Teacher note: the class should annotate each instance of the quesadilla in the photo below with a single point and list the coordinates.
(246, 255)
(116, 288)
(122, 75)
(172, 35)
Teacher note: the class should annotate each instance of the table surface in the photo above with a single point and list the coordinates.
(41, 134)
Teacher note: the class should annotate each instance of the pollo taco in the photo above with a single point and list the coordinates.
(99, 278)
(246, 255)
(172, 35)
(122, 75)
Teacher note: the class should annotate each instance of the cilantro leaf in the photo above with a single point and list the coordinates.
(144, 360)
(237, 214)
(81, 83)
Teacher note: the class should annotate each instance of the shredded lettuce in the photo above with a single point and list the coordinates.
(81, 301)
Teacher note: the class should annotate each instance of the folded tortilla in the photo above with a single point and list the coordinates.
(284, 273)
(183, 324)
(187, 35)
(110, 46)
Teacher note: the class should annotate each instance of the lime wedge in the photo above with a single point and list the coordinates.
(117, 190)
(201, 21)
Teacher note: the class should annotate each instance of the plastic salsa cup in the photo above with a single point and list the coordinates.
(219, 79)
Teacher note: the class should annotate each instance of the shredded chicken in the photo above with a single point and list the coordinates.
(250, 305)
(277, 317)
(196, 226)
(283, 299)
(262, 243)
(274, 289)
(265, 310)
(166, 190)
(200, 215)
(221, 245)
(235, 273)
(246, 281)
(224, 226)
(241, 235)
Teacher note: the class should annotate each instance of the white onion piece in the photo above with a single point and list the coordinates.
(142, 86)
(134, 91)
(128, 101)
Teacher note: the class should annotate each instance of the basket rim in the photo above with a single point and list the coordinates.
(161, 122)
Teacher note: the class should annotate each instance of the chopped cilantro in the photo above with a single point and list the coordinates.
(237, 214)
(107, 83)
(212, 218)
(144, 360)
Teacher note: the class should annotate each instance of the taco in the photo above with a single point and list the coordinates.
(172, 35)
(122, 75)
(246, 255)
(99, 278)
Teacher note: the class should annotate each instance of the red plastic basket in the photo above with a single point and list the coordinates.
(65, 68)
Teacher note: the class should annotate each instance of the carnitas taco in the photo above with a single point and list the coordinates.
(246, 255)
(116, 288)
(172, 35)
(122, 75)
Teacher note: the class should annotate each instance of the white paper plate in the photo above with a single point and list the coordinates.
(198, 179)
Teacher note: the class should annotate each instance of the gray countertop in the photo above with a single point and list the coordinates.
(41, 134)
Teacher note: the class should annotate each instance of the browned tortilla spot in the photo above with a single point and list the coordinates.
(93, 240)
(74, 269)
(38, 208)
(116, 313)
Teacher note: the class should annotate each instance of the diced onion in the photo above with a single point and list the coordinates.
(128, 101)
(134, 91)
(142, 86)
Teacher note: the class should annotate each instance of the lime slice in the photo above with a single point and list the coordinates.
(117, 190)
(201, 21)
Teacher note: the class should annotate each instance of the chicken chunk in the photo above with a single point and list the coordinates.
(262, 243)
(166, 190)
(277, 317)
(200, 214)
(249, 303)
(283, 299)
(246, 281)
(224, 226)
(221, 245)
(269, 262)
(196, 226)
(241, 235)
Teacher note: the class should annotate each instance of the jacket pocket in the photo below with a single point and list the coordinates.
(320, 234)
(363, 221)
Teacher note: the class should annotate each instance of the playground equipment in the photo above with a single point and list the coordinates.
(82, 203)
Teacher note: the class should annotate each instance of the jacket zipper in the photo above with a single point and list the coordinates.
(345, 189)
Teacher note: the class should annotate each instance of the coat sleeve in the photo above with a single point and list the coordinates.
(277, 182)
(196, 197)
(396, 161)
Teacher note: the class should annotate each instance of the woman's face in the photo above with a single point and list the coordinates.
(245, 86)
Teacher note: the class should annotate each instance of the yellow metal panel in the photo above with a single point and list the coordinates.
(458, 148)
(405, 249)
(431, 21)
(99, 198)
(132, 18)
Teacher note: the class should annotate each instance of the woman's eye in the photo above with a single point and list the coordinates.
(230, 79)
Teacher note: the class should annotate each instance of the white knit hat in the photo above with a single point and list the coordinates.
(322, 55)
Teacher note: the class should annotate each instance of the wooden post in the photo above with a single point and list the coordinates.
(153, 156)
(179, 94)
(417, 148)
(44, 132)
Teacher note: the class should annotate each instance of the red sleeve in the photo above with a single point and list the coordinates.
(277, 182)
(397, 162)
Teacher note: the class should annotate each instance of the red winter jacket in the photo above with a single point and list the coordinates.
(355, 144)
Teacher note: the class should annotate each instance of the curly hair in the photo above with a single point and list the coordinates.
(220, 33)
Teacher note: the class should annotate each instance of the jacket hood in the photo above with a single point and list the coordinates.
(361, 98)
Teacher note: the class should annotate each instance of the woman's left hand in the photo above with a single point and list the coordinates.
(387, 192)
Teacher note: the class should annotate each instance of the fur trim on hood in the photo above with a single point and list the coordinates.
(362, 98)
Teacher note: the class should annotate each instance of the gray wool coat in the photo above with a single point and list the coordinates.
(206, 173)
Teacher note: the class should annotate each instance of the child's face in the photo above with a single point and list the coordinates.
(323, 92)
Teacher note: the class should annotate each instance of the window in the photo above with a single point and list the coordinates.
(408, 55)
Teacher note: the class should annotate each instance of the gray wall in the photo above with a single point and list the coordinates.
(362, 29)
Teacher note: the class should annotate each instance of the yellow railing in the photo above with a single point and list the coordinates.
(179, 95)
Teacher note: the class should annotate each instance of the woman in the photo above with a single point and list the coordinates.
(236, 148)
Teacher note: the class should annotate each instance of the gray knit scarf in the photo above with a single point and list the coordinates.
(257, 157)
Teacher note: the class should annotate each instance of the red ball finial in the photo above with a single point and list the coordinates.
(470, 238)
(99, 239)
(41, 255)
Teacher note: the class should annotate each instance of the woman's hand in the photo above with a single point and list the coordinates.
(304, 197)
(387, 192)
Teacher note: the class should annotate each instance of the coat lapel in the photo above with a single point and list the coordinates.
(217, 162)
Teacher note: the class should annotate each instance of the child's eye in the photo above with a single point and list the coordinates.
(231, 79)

-------------------------

Every line of the data above should be reproduced word for word.

- **Correct answer**
Teacher note: the class should annotate each instance of the quesadilla in the photo below with a single point and list the coordinates.
(246, 255)
(116, 288)
(122, 75)
(172, 35)
Teacher note: the class should annotate each instance of the table surface in the photo above with a single point and list the coordinates.
(41, 134)
Teacher note: the class should annotate each instance of the pollo taco in the photo above with a single point and list the coordinates.
(99, 278)
(246, 255)
(172, 35)
(122, 75)
Teacher note: the class should annotate each instance of the cilantro leaf in the photo above with a single point and list the coordinates.
(144, 360)
(237, 214)
(81, 83)
Teacher note: the class should annotate each instance of the shredded lettuce in the photo above with a single point and list the coordinates.
(81, 301)
Teacher note: the class should annotate each instance of the folded tortilla in the photo above with a single point and list the coordinates.
(284, 273)
(183, 324)
(187, 35)
(110, 46)
Teacher note: the class should annotate each instance of the lime wedge in the photo above with a single point and list the coordinates.
(117, 190)
(201, 21)
Teacher note: the class should annotate each instance of the plastic salsa cup in the photo above with a single point and list the coordinates.
(219, 79)
Teacher note: the class should annotate each instance of the shredded chicken in the photo above with a single point and list the coordinates.
(250, 305)
(277, 317)
(196, 226)
(283, 299)
(262, 243)
(274, 289)
(265, 310)
(166, 190)
(200, 215)
(221, 245)
(235, 273)
(246, 281)
(224, 226)
(241, 235)
Teacher note: the class should annotate each instance of the white onion piece in the photo above with a single point and list the coordinates.
(142, 86)
(134, 91)
(128, 101)
Teacher note: the class should annotate each instance of the basket rim in the photo above with a single point and list the coordinates.
(161, 122)
Teacher note: the class should annotate each instance of the chopped cilantro in the photo above with a single point and list the coordinates.
(237, 214)
(107, 83)
(212, 218)
(144, 360)
Teacher note: the class should annotate each instance of the taco in the photo above with a single point and list the coordinates.
(172, 35)
(122, 75)
(246, 255)
(99, 278)
Teacher note: the class should annotate each instance of the red plastic basket in the photo above with a single point and list the coordinates.
(65, 68)
Teacher note: the class should annotate each instance of the carnitas taco in the photo above with a single point and list the coordinates.
(246, 255)
(116, 288)
(172, 35)
(122, 75)
Teacher note: the class should annotate each instance of the white paper plate in the photo above with a single point and list the coordinates.
(198, 179)
Teacher note: the class should annotate each instance of the gray countertop in the photo above with a single point and list the coordinates.
(41, 134)
Teacher note: the class should annotate each instance of the browned tortilla spot in the photo above with a single point and list the coordinates.
(93, 240)
(74, 269)
(38, 208)
(116, 313)
Teacher note: the class should annotate each instance of the diced onion in the photo above with a single point and list the coordinates.
(128, 101)
(134, 91)
(142, 86)
Teacher note: the class should annotate each instance of the lime slice in the photo above with a single point and list the coordinates.
(117, 190)
(201, 21)
Teacher note: the class should annotate each instance of the chicken chunk in the photo above with a single point and list the coordinates.
(262, 243)
(166, 190)
(277, 317)
(200, 214)
(249, 303)
(283, 299)
(246, 281)
(224, 226)
(221, 245)
(269, 262)
(196, 226)
(241, 235)
Teacher note: the class should annotate each instance of the jacket pocket in the photo below with a single point and list the coordinates.
(320, 234)
(363, 221)
Teacher note: the class should annotate each instance of the playground equipment in the photo above with a single point and list the coordinates.
(82, 203)
Teacher note: the class should annotate each instance of the jacket zipper in the photo above with a single point and list the coordinates.
(345, 189)
Teacher note: the class should annotate each instance of the coat sleeve in the photo above with a single point and list the coordinates.
(277, 182)
(196, 197)
(396, 161)
Teacher note: the class should annotate each instance of the woman's face in the photo above with a single point and list the coordinates.
(245, 86)
Teacher note: the class should annotate each instance of the yellow metal panel in the photo above with a single point and list the coordinates.
(458, 148)
(405, 249)
(431, 21)
(99, 198)
(132, 18)
Teacher note: the class should annotate each instance of the woman's eye in the photo above with a single point and list the coordinates.
(230, 79)
Teacher note: the class should annotate each instance of the white knit hat in the photo above with a single point and list the coordinates.
(322, 55)
Teacher note: the class should annotate each instance of the wooden post in the photo above with a single point and list the coordinates.
(153, 156)
(179, 94)
(417, 148)
(44, 132)
Teacher note: the class should annotate each instance of the red sleeve in the photo above with a single point and list the coordinates.
(277, 182)
(397, 162)
Teacher note: the class should annotate each instance of the red winter jacket in the photo above with a single point and list the coordinates.
(355, 144)
Teacher note: the class should annotate each instance of the curly hair in the photo above with a single point and list the coordinates.
(220, 33)
Teacher note: the class should annotate each instance of the jacket hood in the photo above with a single point and list the coordinates.
(361, 98)
Teacher note: the class should annotate each instance of the woman's left hand in the photo above with a single point and list the coordinates.
(387, 192)
Teacher note: the class should annotate each instance of the fur trim on hood in the photo above with a single point and list the coordinates.
(362, 98)
Teacher note: the class should annotate each instance of the gray wool coat in the photo above with a single point and list the coordinates.
(206, 173)
Teacher note: the class should annotate each instance of the child's face in the photo above with a single point and list the coordinates.
(323, 92)
Teacher note: the class should annotate each instance of the window in the photo above with a single point and list the coordinates.
(408, 55)
Teacher note: the class should annotate each instance of the gray wall in the photo above with a single point and list the coordinates.
(362, 29)
Teacher note: the class should annotate each instance of the yellow railing in the photo above with a single point and list the coordinates.
(179, 95)
Teacher note: the class should annotate each instance of the woman in the photo above with a single point and list the coordinates.
(236, 148)
Teacher note: the class should annotate each instance of the gray knit scarf in the photo above with a single point and list the coordinates.
(257, 157)
Teacher note: the class should annotate each instance of the red ball finial in the photo above with a single point and list the coordinates.
(470, 238)
(99, 239)
(41, 255)
Teacher note: the class should annotate each instance of the woman's hand in the photo above with a single point and list the coordinates.
(304, 197)
(387, 192)
Teacher note: the class should annotate each instance of the coat lapel in the photo above with a single point and list the coordinates.
(217, 162)
Teacher note: the class should annotate each instance of the child's eye in the photo above with a single point and list the coordinates.
(231, 79)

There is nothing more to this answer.